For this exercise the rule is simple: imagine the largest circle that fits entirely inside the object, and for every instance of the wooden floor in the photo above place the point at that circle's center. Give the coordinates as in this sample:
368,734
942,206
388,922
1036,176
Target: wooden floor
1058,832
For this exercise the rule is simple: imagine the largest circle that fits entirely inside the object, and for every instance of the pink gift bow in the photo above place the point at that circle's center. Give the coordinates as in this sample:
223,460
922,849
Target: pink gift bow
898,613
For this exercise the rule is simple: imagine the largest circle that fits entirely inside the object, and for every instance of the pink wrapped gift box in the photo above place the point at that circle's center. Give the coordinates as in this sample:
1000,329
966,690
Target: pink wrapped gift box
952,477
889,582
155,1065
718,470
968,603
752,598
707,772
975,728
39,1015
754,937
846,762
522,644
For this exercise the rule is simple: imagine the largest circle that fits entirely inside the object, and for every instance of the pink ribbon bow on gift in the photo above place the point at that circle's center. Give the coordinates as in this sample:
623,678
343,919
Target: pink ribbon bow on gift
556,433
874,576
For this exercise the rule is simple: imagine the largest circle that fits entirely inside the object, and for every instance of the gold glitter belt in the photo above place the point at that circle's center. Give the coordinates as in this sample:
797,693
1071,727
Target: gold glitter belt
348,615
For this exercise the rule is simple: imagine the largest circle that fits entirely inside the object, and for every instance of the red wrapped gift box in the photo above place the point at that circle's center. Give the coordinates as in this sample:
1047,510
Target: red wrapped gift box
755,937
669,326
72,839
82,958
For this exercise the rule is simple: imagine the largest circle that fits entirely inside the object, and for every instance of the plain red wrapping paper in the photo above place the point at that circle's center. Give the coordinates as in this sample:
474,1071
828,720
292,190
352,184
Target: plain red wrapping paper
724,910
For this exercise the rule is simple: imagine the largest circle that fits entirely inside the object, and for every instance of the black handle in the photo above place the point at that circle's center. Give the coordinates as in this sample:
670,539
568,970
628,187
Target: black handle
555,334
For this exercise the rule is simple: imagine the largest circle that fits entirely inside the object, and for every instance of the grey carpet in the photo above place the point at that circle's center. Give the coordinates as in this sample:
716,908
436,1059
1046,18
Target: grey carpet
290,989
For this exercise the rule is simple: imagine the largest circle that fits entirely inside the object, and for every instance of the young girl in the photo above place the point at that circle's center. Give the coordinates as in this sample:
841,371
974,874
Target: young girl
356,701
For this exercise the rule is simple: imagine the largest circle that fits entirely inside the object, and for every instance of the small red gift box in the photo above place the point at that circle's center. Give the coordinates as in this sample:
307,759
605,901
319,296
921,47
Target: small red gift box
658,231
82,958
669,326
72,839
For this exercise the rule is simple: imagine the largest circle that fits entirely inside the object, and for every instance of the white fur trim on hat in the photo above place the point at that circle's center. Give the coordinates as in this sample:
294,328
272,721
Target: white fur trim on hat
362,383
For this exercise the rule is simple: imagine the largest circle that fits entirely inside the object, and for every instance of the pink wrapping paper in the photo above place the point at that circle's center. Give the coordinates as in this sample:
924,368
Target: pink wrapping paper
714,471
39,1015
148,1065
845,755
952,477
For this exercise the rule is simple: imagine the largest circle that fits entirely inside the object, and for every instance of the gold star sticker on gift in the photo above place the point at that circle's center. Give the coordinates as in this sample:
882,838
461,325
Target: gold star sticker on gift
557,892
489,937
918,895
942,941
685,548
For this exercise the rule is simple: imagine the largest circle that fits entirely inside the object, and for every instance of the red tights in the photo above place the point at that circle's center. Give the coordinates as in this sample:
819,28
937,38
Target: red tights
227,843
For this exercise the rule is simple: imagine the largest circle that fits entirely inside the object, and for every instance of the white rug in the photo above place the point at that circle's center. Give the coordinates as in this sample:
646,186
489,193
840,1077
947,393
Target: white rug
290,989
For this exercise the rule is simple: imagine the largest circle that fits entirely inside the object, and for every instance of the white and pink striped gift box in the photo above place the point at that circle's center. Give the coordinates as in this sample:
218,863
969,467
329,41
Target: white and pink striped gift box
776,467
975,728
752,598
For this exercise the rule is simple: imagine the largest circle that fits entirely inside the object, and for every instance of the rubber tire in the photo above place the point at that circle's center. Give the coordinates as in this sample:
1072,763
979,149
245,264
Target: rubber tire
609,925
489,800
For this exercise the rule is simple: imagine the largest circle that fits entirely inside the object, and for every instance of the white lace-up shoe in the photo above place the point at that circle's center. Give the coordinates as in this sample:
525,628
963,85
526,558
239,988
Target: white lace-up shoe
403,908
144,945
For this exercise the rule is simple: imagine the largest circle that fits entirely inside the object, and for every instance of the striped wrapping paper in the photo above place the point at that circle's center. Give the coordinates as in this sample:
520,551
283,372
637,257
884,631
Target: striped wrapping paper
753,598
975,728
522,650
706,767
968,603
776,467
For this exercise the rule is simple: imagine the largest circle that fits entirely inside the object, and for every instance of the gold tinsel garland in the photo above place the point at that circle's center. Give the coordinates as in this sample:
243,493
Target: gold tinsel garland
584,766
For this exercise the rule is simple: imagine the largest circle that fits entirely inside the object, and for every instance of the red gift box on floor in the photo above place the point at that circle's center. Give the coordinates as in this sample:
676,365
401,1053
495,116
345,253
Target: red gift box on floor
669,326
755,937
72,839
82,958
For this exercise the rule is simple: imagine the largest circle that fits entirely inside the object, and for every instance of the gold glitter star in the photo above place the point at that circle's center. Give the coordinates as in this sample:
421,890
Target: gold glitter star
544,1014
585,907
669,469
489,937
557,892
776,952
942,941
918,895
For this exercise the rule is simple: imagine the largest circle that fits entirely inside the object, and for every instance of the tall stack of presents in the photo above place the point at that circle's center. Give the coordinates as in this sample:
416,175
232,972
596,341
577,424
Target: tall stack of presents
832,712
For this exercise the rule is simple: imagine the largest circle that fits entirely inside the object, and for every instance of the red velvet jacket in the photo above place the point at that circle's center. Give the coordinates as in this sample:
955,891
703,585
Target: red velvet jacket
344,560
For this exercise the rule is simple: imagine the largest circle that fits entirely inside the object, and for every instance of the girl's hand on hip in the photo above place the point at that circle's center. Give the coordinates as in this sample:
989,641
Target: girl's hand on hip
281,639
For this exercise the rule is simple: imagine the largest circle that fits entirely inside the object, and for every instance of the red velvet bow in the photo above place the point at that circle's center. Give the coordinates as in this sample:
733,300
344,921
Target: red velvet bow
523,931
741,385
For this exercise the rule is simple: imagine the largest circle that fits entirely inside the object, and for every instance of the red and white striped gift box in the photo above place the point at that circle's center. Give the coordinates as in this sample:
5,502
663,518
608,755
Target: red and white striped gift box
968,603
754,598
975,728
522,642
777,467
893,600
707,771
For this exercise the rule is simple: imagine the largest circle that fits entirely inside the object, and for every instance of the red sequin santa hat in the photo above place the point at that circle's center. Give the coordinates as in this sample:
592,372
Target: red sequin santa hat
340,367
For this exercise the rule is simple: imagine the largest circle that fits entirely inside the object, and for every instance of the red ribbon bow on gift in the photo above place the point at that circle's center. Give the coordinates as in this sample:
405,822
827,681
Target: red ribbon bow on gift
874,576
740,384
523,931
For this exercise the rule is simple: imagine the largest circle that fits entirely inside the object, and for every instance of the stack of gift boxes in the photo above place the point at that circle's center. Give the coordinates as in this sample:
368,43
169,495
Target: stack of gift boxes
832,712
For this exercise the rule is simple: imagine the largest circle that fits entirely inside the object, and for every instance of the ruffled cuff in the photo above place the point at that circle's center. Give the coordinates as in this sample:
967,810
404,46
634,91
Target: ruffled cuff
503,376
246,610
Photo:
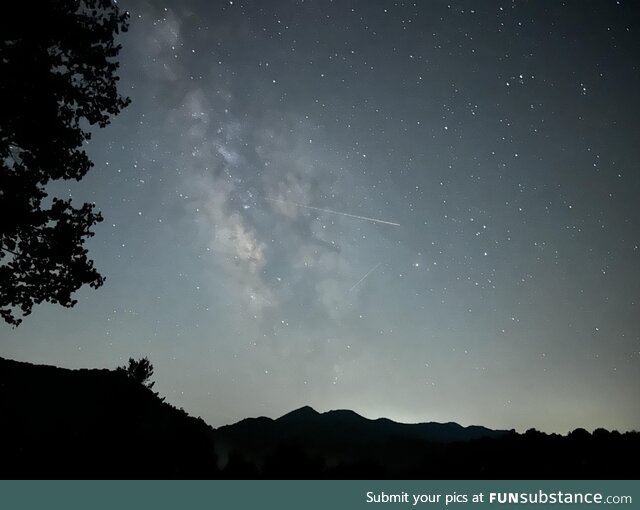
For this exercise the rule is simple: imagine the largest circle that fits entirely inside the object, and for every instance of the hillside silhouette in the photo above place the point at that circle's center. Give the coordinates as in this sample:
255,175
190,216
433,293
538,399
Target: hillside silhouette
69,424
88,424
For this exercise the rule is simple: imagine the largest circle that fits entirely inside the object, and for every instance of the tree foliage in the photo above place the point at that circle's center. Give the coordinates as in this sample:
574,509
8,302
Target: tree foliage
140,371
57,77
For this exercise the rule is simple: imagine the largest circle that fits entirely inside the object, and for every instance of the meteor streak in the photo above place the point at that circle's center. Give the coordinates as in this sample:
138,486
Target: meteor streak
374,220
365,276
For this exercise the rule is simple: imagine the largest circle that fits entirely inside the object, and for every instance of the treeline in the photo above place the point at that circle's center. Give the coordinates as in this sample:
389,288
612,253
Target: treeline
533,455
95,424
109,424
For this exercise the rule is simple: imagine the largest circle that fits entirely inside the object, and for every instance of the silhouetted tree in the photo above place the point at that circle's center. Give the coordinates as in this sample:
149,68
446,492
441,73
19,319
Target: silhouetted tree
57,77
140,371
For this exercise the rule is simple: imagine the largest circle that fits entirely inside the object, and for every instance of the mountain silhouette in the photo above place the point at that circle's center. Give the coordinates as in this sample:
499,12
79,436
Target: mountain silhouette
79,424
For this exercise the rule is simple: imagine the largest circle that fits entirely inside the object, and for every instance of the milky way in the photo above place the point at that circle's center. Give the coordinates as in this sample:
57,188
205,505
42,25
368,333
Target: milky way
473,166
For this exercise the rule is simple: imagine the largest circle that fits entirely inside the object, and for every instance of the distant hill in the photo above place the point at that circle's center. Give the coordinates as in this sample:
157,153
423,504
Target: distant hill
342,444
59,423
70,424
337,437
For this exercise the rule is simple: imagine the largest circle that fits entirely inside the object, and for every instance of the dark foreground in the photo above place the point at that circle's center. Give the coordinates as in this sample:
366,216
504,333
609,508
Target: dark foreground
87,424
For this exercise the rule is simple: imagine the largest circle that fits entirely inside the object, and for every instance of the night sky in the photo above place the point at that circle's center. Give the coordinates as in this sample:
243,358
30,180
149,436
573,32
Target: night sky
424,211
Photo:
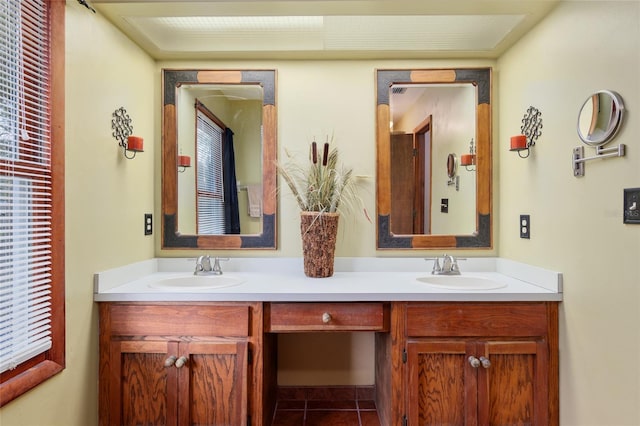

**THE TASK:** Reproduce the entries from the line containing "of the mountain" through the end of the entries, requests included, and shift every coordinate in the answers by -110; the sample coordinates in the requests stay unchanged. Omit the pictures.

**REPLY TO THE TASK:**
For this exercise the rule is simple: imagine the largest circle that fits entirely inside the object, and for every instance of the mountain silhouette in the photo above place the point at that circle's center. Give the coordinates as in this sample:
499,12
79,436
Target: mountain silhouette
-31,314
For this exercise the rule is simple: imagine the largest circle that fits entirely inside the object, and for every instance of the milky way in the photo above place the point at that circle's center. Give the coordinates as in this sample:
57,188
205,505
42,25
368,333
Target: milky way
363,56
For this exercise the rule is simple: imagine the largest circle that fits entirely inside the object, and for every instance of the distant hill in the photo above place the point at that circle's center. Give the coordinates as in this sample:
157,153
423,504
Target: distant hill
232,334
-51,313
-40,314
227,327
For this exercise the rule is simple: imagine the largest circle that fits entirely inside the object, and for every instance of the dark foreground in the photo above place the point at that circle's center. Give the coordinates as in this sample:
366,216
504,333
609,508
Target: dark foreground
-23,314
For this exercise the rule is simple: imagine the largest circle that fits entirely inside the object, and for every instance of the night sky in the photo above place the point at that circle's center. Give the coordinates as in this sample:
243,358
30,180
149,436
573,32
Target: night sky
314,101
Photo:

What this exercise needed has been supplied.